> _What needs to be done_
Copy out the lines of the records below, and only those lines, from the one with "Objective — locate every instance of the parked" through the one with "Objective — locate every instance of the goodyear", exactly as they appear.

----- Records to process

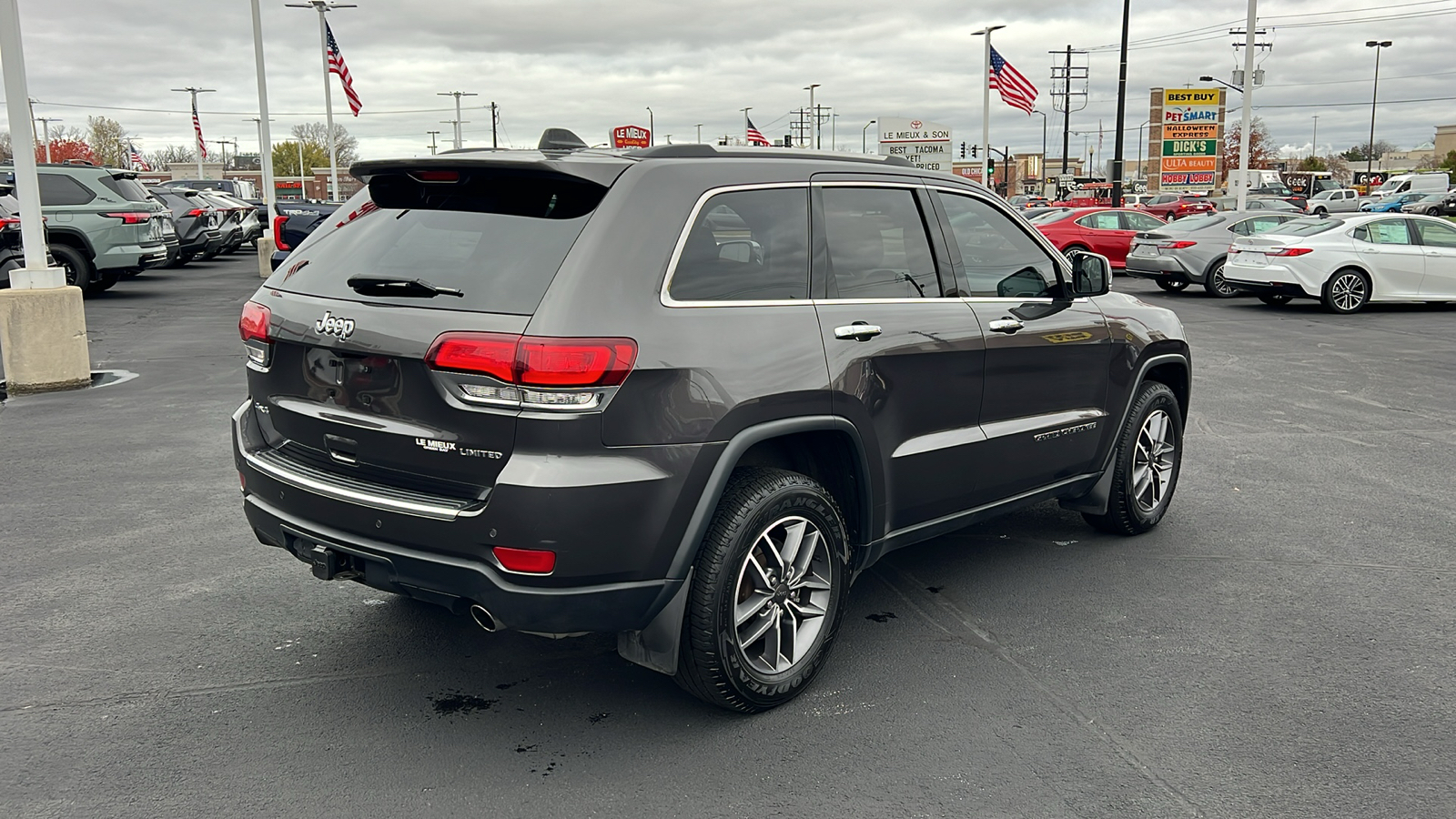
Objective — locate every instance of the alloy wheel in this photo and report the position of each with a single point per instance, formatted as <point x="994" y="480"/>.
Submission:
<point x="783" y="595"/>
<point x="1347" y="292"/>
<point x="1154" y="460"/>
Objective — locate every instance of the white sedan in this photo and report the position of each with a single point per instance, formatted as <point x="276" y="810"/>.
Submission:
<point x="1349" y="263"/>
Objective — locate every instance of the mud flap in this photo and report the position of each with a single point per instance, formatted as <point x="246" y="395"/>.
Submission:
<point x="655" y="646"/>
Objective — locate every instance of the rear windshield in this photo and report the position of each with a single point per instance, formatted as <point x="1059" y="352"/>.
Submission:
<point x="1307" y="227"/>
<point x="501" y="263"/>
<point x="1190" y="223"/>
<point x="128" y="189"/>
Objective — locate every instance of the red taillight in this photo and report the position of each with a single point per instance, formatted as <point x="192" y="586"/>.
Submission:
<point x="533" y="561"/>
<point x="254" y="325"/>
<point x="278" y="241"/>
<point x="531" y="360"/>
<point x="130" y="217"/>
<point x="487" y="353"/>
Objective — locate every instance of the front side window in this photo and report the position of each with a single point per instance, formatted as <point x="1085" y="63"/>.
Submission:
<point x="62" y="189"/>
<point x="877" y="245"/>
<point x="999" y="258"/>
<point x="1107" y="220"/>
<point x="747" y="247"/>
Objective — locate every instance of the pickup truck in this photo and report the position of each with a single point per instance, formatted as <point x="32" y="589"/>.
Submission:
<point x="1343" y="200"/>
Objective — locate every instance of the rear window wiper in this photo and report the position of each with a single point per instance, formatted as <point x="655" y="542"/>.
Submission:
<point x="408" y="288"/>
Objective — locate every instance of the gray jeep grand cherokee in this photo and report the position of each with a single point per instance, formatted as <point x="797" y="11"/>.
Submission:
<point x="686" y="394"/>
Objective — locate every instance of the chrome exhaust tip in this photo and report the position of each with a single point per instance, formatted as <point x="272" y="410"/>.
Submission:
<point x="484" y="618"/>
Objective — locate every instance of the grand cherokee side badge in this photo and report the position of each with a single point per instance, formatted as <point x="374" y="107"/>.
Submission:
<point x="331" y="325"/>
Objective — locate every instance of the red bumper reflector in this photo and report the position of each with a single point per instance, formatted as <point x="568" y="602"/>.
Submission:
<point x="531" y="561"/>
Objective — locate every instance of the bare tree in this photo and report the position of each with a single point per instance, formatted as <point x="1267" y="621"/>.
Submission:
<point x="318" y="135"/>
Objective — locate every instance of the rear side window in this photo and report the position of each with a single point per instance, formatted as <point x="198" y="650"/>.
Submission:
<point x="128" y="189"/>
<point x="746" y="247"/>
<point x="877" y="245"/>
<point x="499" y="239"/>
<point x="60" y="189"/>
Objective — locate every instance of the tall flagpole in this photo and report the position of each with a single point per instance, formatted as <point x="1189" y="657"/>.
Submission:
<point x="986" y="108"/>
<point x="328" y="102"/>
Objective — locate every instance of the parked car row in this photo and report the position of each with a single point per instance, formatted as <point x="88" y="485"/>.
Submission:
<point x="102" y="225"/>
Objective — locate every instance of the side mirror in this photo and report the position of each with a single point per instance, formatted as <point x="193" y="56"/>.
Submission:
<point x="1091" y="274"/>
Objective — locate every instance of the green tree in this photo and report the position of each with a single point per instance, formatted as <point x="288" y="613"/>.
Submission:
<point x="318" y="135"/>
<point x="286" y="157"/>
<point x="108" y="142"/>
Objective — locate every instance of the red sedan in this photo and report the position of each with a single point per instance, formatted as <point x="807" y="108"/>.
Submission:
<point x="1099" y="229"/>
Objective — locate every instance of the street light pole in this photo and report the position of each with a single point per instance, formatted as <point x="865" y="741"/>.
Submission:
<point x="814" y="114"/>
<point x="986" y="106"/>
<point x="264" y="135"/>
<point x="1249" y="106"/>
<point x="324" y="6"/>
<point x="1121" y="109"/>
<point x="201" y="146"/>
<point x="1375" y="95"/>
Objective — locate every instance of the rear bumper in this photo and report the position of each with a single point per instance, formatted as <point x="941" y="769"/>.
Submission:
<point x="608" y="533"/>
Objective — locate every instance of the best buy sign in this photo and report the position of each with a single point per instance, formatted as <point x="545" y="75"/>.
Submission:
<point x="1190" y="147"/>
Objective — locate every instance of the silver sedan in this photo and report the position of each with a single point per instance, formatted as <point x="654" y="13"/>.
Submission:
<point x="1193" y="249"/>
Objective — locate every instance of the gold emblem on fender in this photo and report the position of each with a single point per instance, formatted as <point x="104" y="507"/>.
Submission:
<point x="1063" y="337"/>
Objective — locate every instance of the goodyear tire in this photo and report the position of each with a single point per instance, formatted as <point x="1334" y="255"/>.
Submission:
<point x="768" y="592"/>
<point x="1147" y="465"/>
<point x="76" y="266"/>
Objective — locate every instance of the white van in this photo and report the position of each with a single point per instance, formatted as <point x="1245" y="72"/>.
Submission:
<point x="1433" y="181"/>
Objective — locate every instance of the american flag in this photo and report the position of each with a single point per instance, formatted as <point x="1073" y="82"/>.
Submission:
<point x="754" y="135"/>
<point x="339" y="67"/>
<point x="197" y="126"/>
<point x="137" y="164"/>
<point x="1016" y="91"/>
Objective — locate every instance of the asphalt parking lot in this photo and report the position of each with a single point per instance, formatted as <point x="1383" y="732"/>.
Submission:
<point x="1280" y="646"/>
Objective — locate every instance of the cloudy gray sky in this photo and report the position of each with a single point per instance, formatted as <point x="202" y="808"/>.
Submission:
<point x="589" y="65"/>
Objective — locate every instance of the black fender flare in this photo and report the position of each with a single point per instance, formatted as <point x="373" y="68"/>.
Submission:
<point x="657" y="644"/>
<point x="1097" y="499"/>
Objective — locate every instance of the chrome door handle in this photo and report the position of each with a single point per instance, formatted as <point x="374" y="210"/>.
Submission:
<point x="856" y="331"/>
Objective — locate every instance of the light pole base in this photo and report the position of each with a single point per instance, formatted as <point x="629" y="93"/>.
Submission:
<point x="43" y="339"/>
<point x="266" y="249"/>
<point x="44" y="278"/>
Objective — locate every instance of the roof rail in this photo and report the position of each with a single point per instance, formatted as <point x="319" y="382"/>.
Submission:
<point x="695" y="150"/>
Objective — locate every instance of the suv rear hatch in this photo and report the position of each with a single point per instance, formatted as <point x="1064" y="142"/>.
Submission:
<point x="339" y="365"/>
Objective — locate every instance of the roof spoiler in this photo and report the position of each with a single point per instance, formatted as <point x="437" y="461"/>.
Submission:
<point x="560" y="138"/>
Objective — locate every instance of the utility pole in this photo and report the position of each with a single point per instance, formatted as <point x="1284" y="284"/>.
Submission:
<point x="264" y="135"/>
<point x="1249" y="106"/>
<point x="1121" y="109"/>
<point x="458" y="121"/>
<point x="197" y="126"/>
<point x="813" y="113"/>
<point x="46" y="128"/>
<point x="324" y="6"/>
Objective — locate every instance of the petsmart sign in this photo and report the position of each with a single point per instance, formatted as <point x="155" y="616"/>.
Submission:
<point x="924" y="145"/>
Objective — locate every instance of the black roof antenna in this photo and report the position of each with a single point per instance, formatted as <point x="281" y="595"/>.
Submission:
<point x="560" y="138"/>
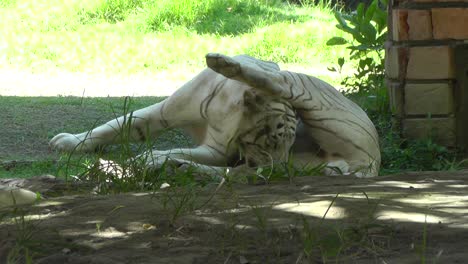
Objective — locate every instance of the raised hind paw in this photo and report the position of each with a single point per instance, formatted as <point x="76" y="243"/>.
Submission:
<point x="66" y="142"/>
<point x="223" y="64"/>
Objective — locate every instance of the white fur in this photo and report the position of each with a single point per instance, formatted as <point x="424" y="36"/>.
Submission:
<point x="335" y="131"/>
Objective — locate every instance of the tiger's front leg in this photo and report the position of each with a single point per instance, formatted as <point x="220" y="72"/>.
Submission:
<point x="179" y="110"/>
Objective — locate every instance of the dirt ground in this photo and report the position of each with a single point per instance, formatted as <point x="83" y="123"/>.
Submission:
<point x="389" y="219"/>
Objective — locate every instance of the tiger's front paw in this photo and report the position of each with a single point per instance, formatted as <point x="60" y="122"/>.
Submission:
<point x="223" y="64"/>
<point x="66" y="142"/>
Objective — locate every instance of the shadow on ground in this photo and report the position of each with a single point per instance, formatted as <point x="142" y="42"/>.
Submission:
<point x="405" y="218"/>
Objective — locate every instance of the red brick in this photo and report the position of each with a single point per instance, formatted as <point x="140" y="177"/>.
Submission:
<point x="395" y="66"/>
<point x="396" y="98"/>
<point x="450" y="23"/>
<point x="411" y="25"/>
<point x="428" y="98"/>
<point x="433" y="62"/>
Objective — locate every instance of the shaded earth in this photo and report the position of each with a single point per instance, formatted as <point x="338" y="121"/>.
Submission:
<point x="405" y="218"/>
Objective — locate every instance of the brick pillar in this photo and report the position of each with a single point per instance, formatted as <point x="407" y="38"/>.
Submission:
<point x="427" y="69"/>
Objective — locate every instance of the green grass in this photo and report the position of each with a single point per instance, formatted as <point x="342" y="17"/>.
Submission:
<point x="130" y="36"/>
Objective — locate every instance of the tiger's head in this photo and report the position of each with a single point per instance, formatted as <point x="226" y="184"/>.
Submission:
<point x="268" y="129"/>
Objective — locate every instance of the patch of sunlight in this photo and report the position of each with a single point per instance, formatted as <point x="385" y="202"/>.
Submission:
<point x="457" y="186"/>
<point x="402" y="184"/>
<point x="45" y="203"/>
<point x="94" y="222"/>
<point x="210" y="220"/>
<point x="243" y="227"/>
<point x="433" y="199"/>
<point x="316" y="209"/>
<point x="140" y="194"/>
<point x="110" y="232"/>
<point x="138" y="227"/>
<point x="75" y="232"/>
<point x="409" y="217"/>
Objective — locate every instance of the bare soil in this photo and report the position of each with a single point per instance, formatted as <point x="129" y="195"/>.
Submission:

----------

> _Task output_
Objective — locate every instance of the parked car row in this photo and report the position of each with a single point per instance, formatted as <point x="88" y="485"/>.
Submission:
<point x="102" y="225"/>
Objective — locate every instance of the side mirror in this photo and report the position of each with a single point per instance, formatted as <point x="193" y="56"/>.
Submission:
<point x="1091" y="274"/>
Objective — locate every instance of the green tree in this photo and report the position of each with a single point per instance, formatted as <point x="288" y="613"/>.
Submission:
<point x="318" y="135"/>
<point x="286" y="157"/>
<point x="108" y="142"/>
Objective — locate every instance of the red sedan in this photo and report the position of each with a single point per instance, formatted as <point x="807" y="108"/>.
Submission:
<point x="1099" y="229"/>
Objective — locate every instance of the street light pole in this photo and report the position of each with a single point per instance, formatted as <point x="865" y="741"/>.
Submission:
<point x="814" y="114"/>
<point x="986" y="106"/>
<point x="264" y="135"/>
<point x="1249" y="106"/>
<point x="324" y="6"/>
<point x="1121" y="109"/>
<point x="201" y="146"/>
<point x="1375" y="95"/>
Objective — locate every instance of the rear bumper in this photo and report the position of each with a single point per instance, formatted as <point x="941" y="769"/>.
Submission:
<point x="608" y="533"/>
Objective — locate every instance of the best buy sign in this photo and report the position of each with a single point per instance, formatted as <point x="545" y="75"/>.
Submission:
<point x="1190" y="147"/>
Objective — locate every instance of the silver sedan in this photo and report the position of each with a single point per instance, formatted as <point x="654" y="13"/>.
Submission:
<point x="1193" y="249"/>
Objective — locate every instance of the gold emblem on fender in this photo and report the position of each with a single point per instance, formatted as <point x="104" y="507"/>.
Submission:
<point x="1063" y="337"/>
Objective — locate every instance of the goodyear tire in this photo and report the position of each with a single point per instance, formatted as <point x="1334" y="255"/>.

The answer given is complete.